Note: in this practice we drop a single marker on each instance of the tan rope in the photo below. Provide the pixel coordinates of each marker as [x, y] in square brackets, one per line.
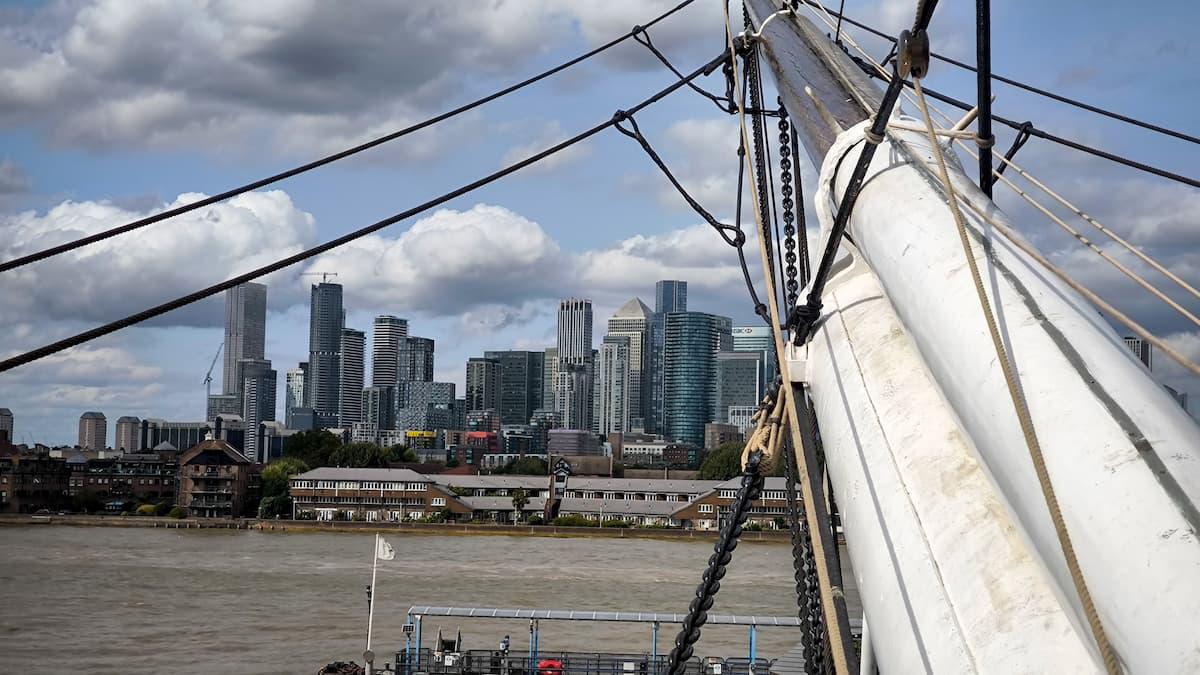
[839, 643]
[1019, 404]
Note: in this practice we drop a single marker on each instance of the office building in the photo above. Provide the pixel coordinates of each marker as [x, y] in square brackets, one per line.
[245, 332]
[129, 431]
[521, 383]
[259, 386]
[323, 389]
[635, 321]
[691, 341]
[759, 339]
[93, 431]
[430, 406]
[352, 368]
[293, 396]
[550, 377]
[385, 340]
[223, 404]
[573, 395]
[739, 382]
[6, 425]
[1143, 350]
[483, 383]
[613, 384]
[379, 407]
[670, 296]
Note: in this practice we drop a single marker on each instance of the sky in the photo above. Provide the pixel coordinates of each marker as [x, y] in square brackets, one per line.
[111, 111]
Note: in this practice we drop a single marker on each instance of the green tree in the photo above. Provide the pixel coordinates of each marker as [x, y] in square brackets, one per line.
[520, 499]
[279, 475]
[315, 448]
[723, 464]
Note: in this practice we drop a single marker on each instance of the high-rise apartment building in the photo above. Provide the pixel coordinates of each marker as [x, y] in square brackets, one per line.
[670, 296]
[354, 344]
[691, 341]
[6, 425]
[1143, 350]
[259, 387]
[385, 340]
[573, 395]
[521, 383]
[379, 406]
[245, 332]
[484, 377]
[93, 431]
[635, 321]
[325, 321]
[430, 406]
[293, 396]
[739, 382]
[129, 431]
[613, 383]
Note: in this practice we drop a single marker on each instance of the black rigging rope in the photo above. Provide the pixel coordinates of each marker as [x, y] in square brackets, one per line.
[79, 339]
[732, 234]
[711, 581]
[262, 183]
[1018, 84]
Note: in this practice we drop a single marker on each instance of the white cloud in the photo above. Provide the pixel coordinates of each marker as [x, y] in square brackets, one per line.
[132, 272]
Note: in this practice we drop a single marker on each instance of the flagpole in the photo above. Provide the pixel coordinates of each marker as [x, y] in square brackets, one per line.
[375, 565]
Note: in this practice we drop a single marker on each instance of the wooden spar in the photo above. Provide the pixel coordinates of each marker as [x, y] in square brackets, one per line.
[802, 57]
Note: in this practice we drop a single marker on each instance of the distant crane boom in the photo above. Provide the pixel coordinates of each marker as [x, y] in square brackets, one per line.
[208, 377]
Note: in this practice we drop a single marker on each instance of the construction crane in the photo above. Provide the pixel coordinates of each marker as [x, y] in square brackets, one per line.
[208, 377]
[324, 275]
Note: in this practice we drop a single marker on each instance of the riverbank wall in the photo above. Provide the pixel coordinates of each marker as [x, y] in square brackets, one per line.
[285, 526]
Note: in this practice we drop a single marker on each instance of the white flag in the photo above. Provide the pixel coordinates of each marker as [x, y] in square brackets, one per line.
[384, 550]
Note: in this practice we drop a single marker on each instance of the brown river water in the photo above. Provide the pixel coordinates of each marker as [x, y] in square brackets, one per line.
[145, 601]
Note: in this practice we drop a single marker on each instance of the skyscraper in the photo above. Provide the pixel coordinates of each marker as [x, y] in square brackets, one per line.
[379, 406]
[389, 330]
[259, 386]
[739, 382]
[575, 350]
[521, 383]
[669, 297]
[759, 339]
[6, 425]
[93, 431]
[245, 332]
[293, 396]
[635, 321]
[127, 432]
[354, 344]
[483, 383]
[613, 384]
[325, 321]
[691, 341]
[574, 330]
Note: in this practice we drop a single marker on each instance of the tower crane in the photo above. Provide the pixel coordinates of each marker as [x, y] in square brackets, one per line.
[208, 377]
[324, 275]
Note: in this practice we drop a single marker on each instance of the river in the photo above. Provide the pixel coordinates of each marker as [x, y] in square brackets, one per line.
[147, 601]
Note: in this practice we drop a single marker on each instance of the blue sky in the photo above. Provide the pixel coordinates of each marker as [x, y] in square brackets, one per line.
[109, 111]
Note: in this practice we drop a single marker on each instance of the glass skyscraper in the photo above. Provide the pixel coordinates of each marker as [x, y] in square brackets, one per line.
[691, 341]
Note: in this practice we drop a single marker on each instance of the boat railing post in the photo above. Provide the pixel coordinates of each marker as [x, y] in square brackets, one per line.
[654, 649]
[754, 646]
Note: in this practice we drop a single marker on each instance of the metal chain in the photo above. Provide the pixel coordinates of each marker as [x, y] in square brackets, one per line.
[723, 553]
[808, 595]
[791, 286]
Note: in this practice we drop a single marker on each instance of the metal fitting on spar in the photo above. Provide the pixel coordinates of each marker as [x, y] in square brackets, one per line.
[912, 54]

_Obiettivo_. Ricopia senza alcuna modifica tutte le righe qui sopra, dalla prima all'ultima. Lascia fuori le immagini.

_Risposta scritta_.
Note: in this practice we drop a single marker on each instance of the tan rope in the photo below. Provide the pixel coordinates of each marker as [x, y] in square brackets, one per line.
[839, 643]
[1019, 404]
Note: in this practice we drop a single marker on each instance of the office building in the photo above. Provide the pixel coordinates of each marker as [x, y] in square brackets, one per line.
[245, 332]
[129, 431]
[521, 383]
[259, 386]
[323, 389]
[635, 321]
[691, 341]
[759, 339]
[93, 431]
[430, 406]
[352, 368]
[293, 396]
[550, 377]
[385, 340]
[223, 404]
[573, 395]
[739, 382]
[6, 425]
[1143, 350]
[483, 383]
[613, 384]
[379, 407]
[670, 296]
Note: in this practice we drop a single marker on each instance of the sky in the photo above. Provide the pixel coordinates of each marker as [x, y] in square brackets, one per line.
[111, 111]
Note: in this practice we drop a single marker on each instance of the green tree in the photo above. Provide the pixel coordinates of each marker as [x, y] in square brackets, one per line.
[520, 499]
[279, 475]
[315, 448]
[723, 464]
Note: in this practice we drop a single marker on each instance of the high-rise apartment building in the photo above. Provide the pixel coordinates of each marker as [x, y] in square brackets, one per line.
[670, 296]
[354, 344]
[691, 341]
[6, 425]
[1143, 350]
[259, 387]
[385, 340]
[573, 395]
[521, 383]
[379, 406]
[245, 332]
[484, 377]
[93, 431]
[635, 321]
[325, 321]
[430, 406]
[293, 396]
[739, 382]
[129, 431]
[613, 383]
Note: in this practice we drop a single marker on each instance of the black rigging rope in the photo above. Provide the pixel coordinates of each marker as [x, y] in square brackets, one per line.
[79, 339]
[732, 234]
[711, 581]
[262, 183]
[1018, 84]
Note: in this practice we drop a single marker on each instance of the white cloud in the photo above. Provide the pixel coordinates of each marker as [x, y] in square brackets, one per line.
[132, 272]
Note: in this practice we drop a single marker on each instance of the flagpole in the photo above. Provide the pixel coordinates of each marker as [x, y] in square brackets, one per line.
[375, 565]
Note: in this practice we drop a single marker on each instance of the wooden spar in the photo above. Provide the pixel coordinates of each marker as [x, y] in square brackets, one per line.
[802, 57]
Note: in this practice we drop a single marker on each instance of the distant crane boom in the photo above. Provide the pixel coordinates of each marker as [x, y] in square brackets, one per line.
[208, 377]
Note: in this practice we drop a single marker on each instance of the construction crane in the photo above. Provide the pixel coordinates of each marker as [x, y] in square brackets, one per line.
[208, 377]
[324, 275]
Note: in this practice we drop a single marker on each instance of the riverbank wall in the photo above. Provide the pixel coordinates of each marker as [x, y] in square brackets, one per line.
[285, 526]
Note: in this practice we drop a single marker on each instance of the white flag in the photo above. Provide the pixel coordinates of each marker as [x, y] in square brackets, one per line.
[384, 550]
Note: in this practice we drop a single marker on each instance of the brown river water in the photo above. Provide the pixel coordinates of each marker as [x, y] in square brackets, one per line.
[145, 601]
Note: in this practice we drop a single marker on each instance of the skyscraper in the photo above. Provide the pixel coordinates of each marker as [x, y] in square brackets, one per line.
[379, 406]
[389, 330]
[259, 386]
[739, 382]
[575, 350]
[521, 383]
[669, 297]
[759, 339]
[6, 425]
[93, 431]
[245, 332]
[293, 396]
[635, 321]
[127, 432]
[354, 344]
[483, 383]
[613, 384]
[325, 321]
[691, 341]
[574, 330]
Note: in this practice we drop a single marker on each instance of the tower crane in the photo above. Provide the pixel coordinates of each marker as [x, y] in square brackets, one per line.
[208, 377]
[324, 275]
Note: in this practice we drop a single marker on each instance of the river in the photo above. Provide the pixel coordinates of each marker as [x, y] in square brackets, one per line.
[147, 601]
Note: in this practice we drop a single marker on each instance of the blue sky in the photo above. Provide the pixel coordinates of each marker as [x, y] in square brackets, one per line.
[109, 111]
Note: in this practice we drop a single marker on each instance of the glass skyscraper in the photo above. Provide the pixel coordinates of each marker as [x, y] in square brackets, one per line.
[691, 341]
Note: in this practice we drop a single marker on each instance of the boat railing post in the photo above. Provide the pixel coordinates of each marker as [x, y] in square brackets, one per line.
[654, 649]
[754, 646]
Note: in this practice we drop a single marker on each instance of the metal chain in the photo above. Provide the pixel coordinates of each marker as [x, y] in square brackets, one per line.
[723, 553]
[808, 595]
[791, 286]
Note: in this practice we drop a single marker on each instance of the metal fitting on spar in the photo above. Provide the pixel coordinates of each marker as [x, y] in square brackets, one per line.
[912, 54]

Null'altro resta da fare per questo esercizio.